Sunday, April 26, 2015

Long Time, no post. Today we talk about distributed real-time systems, Logging systems and 'The Cloud'

*dusts off the computer monitor, flicks a few switches and the hum of memory banks energizing can be heard in the background*

Good lord, has it been this long since I wrote a blog post? Wow.

Sorry about that folks.

Anyway, I've been doing a lot of things lately that are sort-of game related, but actually a little more mainstream. And I thought I would share it with you guys out there.

So, a little background, for you to get up to speed.

I shipped Dragon Age: Inquisition. I'm immensely proud of what we were able to accomplish on that title. A lot of firsts for me. And an amazing team that I had the luck to work with.

But times change. Family wanted to be back on the west coast. BC in specific. Apparently once it's in your blood, it's there for life.

Anyway, the fine folks at Demonware (demonware.net) were gracious enough to offer me a position there and boy howdy, has it been a learning experience.

One of the things I'm working on is real-time event ingestion. That's not something I'll be talking about here (at least, not for a while), but I would like to talk about a couple of technologies I've come across that might be of interest to the general public, as well as some of the fine folks at Demonware.

So, quick poll - how many people are familiar with metrics and event logging? Show of hands? Yeah, not a lot of my readers would be familiar with that. I was in the same boat. Coming from a game dev background, logging is something you do when you're debugging a build. But 'logging' for me meant 'printf''s all over the place. Or maybe even something a little more fancy in our scripts for manipulation assets.

What if I told you there was something else that you could use, that would persist that data. It's not a deep store, but it's in the 'days' range. What if I told you there were a number of things out there, Open Source that could do that. There are! The one we're going to look at is something called 'Kafka'. It's from Apache (you know, the guys that make that web server thing). You can find it here: http://kafka.apache.org/

No, I'm not going to go into how to install/set it up. That's a topic that already has enough coverage. So go, Google that, do some digging, maybe even set up an instance. I'll wait.

Cool, isn't it? The things we're going to be focusing on here are Kafka Topics and Producers.

Just to re-iterate: A Topic is a container for like messages sent to Kafka. So you could create a topic in Kafka called 'Failed.build.asset' and store a text blob in that message that represented the asset that failed to build, the machine that failed to build it, the time and any error information you wanted to persist. What sends that data to Kafka is called a 'producer'.

And I'm going to show you how to build one in Python.

I've created a git repository here https://github.com/Nuclearfossil/storm-tutorial for those playing along at home. The script is called datapusher.py and you can find it in the python folder.

from kafka.client import KafkaClient
from kafka.producer import SimpleProducer

import time
import random
import logging

logging.basicConfig(level=logging.INFO)

pronouns_possessive = [ "my", "your", "his", "her", ...]
nouns_singular = ["attorney-general", "brother-in-law", ...]
nouns_plural = ["attorneys-general", "brothers-in-law", ...]
verbs_singluar = ["become", "catch", "drink", "drive", ...]
verbs_plural = ["becomes", "catches", "drinks", "drives", ...]
infinitives = ["to make a pie.", "for no apparent reason.", ...]

# Make sure to change 'hostname' below.

────────────────

◆ Task details ◆
Copy the Kafka blog post from "No, I'm not" to "one in Python.", replacing "Python" with "Go".

◆ Stored data ◆
────────────────

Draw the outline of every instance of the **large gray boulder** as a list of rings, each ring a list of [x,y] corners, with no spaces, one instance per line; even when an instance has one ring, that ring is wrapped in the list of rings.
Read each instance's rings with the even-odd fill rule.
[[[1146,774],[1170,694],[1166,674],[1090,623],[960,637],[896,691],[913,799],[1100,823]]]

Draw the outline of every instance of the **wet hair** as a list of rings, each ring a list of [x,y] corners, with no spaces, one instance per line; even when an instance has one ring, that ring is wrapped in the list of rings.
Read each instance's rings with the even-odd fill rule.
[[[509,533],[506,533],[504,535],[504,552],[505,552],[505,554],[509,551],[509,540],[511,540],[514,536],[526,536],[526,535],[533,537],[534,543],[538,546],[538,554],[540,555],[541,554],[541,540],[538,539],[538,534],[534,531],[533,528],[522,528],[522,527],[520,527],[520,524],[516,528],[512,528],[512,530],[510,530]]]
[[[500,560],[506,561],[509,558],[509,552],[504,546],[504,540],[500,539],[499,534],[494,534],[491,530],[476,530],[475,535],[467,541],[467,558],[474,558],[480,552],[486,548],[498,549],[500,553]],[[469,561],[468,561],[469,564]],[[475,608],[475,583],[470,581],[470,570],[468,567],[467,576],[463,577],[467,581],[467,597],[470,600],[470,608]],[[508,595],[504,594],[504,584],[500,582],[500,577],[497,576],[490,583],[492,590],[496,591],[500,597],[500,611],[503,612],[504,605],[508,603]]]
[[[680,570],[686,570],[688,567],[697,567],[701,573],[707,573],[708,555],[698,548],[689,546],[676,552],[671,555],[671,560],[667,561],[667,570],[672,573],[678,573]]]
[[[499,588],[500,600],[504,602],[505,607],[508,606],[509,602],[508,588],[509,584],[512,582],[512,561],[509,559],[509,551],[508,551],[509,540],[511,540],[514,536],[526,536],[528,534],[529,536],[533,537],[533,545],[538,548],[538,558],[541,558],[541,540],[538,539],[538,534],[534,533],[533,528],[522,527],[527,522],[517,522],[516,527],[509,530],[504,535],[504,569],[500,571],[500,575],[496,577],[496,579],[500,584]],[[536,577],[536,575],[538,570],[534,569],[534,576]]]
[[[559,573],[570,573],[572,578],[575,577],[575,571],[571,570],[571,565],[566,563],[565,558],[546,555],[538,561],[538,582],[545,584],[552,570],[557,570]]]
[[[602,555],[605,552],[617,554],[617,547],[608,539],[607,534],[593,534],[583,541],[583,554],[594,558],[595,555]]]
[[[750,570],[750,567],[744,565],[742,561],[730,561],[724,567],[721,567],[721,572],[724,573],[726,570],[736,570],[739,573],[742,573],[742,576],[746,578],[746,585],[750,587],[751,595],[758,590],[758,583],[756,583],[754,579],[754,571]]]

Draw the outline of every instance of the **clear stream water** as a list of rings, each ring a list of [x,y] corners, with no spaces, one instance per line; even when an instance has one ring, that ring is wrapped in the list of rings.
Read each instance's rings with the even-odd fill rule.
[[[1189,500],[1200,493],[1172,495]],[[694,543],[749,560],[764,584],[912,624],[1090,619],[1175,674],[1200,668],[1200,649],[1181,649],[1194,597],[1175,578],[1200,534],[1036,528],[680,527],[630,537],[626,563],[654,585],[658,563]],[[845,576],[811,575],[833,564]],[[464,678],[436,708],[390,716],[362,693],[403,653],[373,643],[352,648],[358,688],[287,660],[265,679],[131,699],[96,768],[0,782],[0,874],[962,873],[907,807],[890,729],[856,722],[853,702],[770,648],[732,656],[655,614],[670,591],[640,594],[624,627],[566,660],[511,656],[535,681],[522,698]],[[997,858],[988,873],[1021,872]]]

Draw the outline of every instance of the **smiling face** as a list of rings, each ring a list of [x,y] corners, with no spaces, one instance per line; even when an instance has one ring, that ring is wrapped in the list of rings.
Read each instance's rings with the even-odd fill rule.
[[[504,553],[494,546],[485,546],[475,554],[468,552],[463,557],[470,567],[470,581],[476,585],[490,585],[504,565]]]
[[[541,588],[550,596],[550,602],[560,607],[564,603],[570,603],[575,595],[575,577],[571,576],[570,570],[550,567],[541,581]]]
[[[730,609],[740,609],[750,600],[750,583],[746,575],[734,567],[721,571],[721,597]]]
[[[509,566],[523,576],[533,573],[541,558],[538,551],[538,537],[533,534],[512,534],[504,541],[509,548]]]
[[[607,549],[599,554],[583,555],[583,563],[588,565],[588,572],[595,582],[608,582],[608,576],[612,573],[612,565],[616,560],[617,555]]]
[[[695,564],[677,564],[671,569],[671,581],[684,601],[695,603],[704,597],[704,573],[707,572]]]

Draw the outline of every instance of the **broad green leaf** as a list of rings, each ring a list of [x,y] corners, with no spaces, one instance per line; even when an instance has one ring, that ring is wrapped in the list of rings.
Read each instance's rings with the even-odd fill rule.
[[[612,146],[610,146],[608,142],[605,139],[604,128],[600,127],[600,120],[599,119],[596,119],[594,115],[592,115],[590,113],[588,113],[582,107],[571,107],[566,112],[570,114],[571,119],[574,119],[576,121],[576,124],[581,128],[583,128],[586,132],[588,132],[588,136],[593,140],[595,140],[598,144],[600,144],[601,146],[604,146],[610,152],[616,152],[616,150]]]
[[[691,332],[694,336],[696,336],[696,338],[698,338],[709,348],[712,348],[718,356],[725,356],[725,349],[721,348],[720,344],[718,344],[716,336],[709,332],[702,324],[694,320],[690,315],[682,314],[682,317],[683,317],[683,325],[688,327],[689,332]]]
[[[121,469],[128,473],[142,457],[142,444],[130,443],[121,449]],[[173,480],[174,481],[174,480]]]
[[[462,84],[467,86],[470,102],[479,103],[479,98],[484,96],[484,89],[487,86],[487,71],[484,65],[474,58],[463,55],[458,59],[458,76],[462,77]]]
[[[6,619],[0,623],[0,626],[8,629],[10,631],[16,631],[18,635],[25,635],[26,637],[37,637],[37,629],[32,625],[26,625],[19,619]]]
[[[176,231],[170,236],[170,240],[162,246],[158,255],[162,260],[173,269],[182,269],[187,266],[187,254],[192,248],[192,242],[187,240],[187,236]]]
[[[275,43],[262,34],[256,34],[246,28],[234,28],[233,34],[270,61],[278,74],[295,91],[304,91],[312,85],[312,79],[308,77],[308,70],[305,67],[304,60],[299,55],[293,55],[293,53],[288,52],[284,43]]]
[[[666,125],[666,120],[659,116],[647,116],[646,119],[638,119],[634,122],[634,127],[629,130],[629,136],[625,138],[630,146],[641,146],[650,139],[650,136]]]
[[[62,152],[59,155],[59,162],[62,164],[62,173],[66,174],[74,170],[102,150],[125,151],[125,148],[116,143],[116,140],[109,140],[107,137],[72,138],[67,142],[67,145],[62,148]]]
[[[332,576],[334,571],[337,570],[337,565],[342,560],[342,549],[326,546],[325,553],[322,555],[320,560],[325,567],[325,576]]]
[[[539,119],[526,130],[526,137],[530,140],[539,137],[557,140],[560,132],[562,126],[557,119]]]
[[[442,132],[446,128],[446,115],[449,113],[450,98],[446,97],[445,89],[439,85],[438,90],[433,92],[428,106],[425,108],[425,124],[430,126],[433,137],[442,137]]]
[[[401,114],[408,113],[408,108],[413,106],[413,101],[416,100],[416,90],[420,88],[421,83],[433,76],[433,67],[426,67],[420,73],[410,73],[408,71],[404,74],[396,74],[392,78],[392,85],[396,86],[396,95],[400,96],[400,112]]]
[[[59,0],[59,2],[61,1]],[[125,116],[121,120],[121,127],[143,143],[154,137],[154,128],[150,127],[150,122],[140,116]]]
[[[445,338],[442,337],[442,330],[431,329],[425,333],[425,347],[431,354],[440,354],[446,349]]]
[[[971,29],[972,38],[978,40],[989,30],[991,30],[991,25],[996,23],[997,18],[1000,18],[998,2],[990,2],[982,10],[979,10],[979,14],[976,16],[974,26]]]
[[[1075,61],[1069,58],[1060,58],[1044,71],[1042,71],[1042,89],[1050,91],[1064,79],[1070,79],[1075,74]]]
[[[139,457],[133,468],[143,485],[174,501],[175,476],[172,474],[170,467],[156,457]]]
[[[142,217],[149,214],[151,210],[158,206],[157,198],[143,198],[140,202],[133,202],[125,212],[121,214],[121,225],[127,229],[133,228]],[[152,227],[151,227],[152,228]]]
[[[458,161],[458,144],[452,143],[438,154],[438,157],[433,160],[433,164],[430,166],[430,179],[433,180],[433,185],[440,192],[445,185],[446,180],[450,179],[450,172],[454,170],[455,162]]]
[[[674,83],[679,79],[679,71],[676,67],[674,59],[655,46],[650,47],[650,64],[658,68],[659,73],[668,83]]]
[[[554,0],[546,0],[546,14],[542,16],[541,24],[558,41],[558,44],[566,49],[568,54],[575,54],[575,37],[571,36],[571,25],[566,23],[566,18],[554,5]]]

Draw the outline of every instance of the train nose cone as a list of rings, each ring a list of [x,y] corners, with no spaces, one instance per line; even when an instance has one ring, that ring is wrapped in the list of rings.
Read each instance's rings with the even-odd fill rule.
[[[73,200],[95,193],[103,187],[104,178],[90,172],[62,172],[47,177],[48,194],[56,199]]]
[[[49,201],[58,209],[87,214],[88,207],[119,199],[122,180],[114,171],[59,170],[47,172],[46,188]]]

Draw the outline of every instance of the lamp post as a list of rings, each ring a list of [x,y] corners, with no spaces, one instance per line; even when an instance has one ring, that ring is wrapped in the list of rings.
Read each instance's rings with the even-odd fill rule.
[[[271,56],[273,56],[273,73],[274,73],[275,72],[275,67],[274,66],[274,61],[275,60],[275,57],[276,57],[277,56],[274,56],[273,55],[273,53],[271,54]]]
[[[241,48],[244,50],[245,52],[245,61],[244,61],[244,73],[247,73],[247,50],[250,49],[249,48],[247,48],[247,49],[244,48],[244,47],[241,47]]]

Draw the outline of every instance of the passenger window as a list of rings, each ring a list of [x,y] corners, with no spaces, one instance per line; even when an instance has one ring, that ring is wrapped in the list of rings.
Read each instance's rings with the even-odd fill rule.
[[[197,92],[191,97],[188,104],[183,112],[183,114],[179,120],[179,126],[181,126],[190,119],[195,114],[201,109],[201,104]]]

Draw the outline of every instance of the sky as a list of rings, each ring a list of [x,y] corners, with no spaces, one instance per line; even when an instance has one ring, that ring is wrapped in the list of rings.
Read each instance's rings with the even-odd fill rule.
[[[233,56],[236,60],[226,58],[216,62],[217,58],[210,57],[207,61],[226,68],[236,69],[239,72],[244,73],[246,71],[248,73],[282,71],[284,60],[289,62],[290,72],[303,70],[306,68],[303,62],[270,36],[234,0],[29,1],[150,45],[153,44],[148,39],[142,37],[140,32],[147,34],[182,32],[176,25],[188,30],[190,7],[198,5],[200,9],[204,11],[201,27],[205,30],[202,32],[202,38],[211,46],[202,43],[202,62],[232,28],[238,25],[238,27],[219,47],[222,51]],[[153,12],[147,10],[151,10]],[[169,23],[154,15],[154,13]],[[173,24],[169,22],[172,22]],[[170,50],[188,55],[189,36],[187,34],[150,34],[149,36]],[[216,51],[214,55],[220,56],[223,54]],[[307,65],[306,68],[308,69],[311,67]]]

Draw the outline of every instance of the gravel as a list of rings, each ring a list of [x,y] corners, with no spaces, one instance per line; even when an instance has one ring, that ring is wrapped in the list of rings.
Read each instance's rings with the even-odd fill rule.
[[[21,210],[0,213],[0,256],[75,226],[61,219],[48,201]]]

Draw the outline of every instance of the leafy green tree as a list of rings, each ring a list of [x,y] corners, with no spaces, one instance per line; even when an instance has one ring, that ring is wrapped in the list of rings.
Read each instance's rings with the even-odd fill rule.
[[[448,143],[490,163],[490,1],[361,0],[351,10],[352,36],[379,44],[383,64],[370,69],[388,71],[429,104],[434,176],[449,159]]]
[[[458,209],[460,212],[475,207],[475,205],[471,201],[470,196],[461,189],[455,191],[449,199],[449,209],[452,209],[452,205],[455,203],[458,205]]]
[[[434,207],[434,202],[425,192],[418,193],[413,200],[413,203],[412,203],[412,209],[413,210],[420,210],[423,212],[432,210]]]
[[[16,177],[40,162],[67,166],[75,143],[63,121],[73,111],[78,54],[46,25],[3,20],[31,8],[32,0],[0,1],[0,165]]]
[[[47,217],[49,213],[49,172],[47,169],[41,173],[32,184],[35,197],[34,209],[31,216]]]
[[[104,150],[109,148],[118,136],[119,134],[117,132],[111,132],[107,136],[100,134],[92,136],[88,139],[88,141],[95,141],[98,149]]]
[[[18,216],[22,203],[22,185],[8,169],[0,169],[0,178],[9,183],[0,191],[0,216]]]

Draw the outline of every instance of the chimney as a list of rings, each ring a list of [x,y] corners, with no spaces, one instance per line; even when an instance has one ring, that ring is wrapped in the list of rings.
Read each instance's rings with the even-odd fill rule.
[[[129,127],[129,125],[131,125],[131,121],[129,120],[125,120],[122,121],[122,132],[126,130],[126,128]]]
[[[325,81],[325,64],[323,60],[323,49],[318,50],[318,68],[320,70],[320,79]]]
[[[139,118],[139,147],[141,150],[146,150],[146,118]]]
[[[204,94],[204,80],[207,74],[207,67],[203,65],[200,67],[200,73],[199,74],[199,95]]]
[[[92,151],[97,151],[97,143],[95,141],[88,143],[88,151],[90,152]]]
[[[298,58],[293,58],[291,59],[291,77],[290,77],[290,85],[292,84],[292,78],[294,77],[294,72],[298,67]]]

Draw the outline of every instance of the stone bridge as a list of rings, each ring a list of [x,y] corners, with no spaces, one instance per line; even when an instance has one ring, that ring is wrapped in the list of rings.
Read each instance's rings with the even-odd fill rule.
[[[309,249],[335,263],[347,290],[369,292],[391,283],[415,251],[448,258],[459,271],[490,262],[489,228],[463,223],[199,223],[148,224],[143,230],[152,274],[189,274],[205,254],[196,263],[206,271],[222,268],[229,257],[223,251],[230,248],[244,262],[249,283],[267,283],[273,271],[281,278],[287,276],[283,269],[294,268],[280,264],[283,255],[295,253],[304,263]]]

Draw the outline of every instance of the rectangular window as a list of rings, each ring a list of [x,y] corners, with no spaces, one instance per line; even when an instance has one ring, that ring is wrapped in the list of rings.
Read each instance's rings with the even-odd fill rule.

────────────────

◆ Solution for this exercise ◆
No, I'm not going to go into how to install/set it up. That's a topic that already has enough coverage. So go, Google that, do some digging, maybe even set up an instance. I'll wait.

Cool, isn't it? The things we're going to be focusing on here are Kafka Topics and Producers.

Just to re-iterate: A Topic is a container for like messages sent to Kafka. So you could create a topic in Kafka called 'Failed.build.asset' and store a text blob in that message that represented the asset that failed to build, the machine that failed to build it, the time and any error information you wanted to persist. What sends that data to Kafka is called a 'producer'.

And I'm going to show you how to build one in Go.